- Dataset content
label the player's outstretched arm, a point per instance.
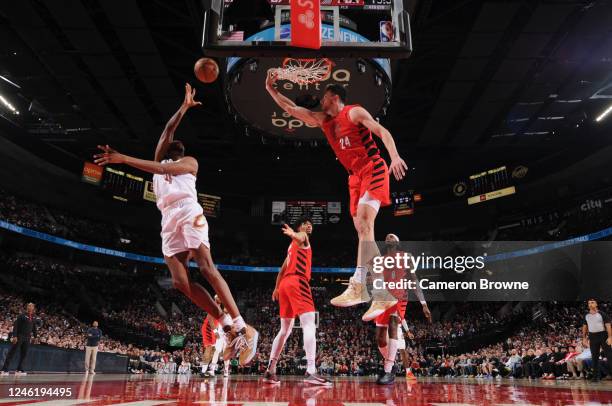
(301, 237)
(168, 134)
(279, 277)
(359, 115)
(309, 117)
(182, 166)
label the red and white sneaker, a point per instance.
(314, 379)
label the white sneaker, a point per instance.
(354, 294)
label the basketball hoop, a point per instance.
(305, 71)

- Exercise
Drop the images, then copy the data exactly.

- Written reply
label the player's outstretched arm, a point per instance.
(301, 237)
(168, 134)
(279, 277)
(359, 115)
(309, 117)
(182, 166)
label the red and white sneaker, a point per instance.
(314, 379)
label the white sneaker, a point per instance.
(354, 294)
label the basketball hoop, a point per instance.
(305, 71)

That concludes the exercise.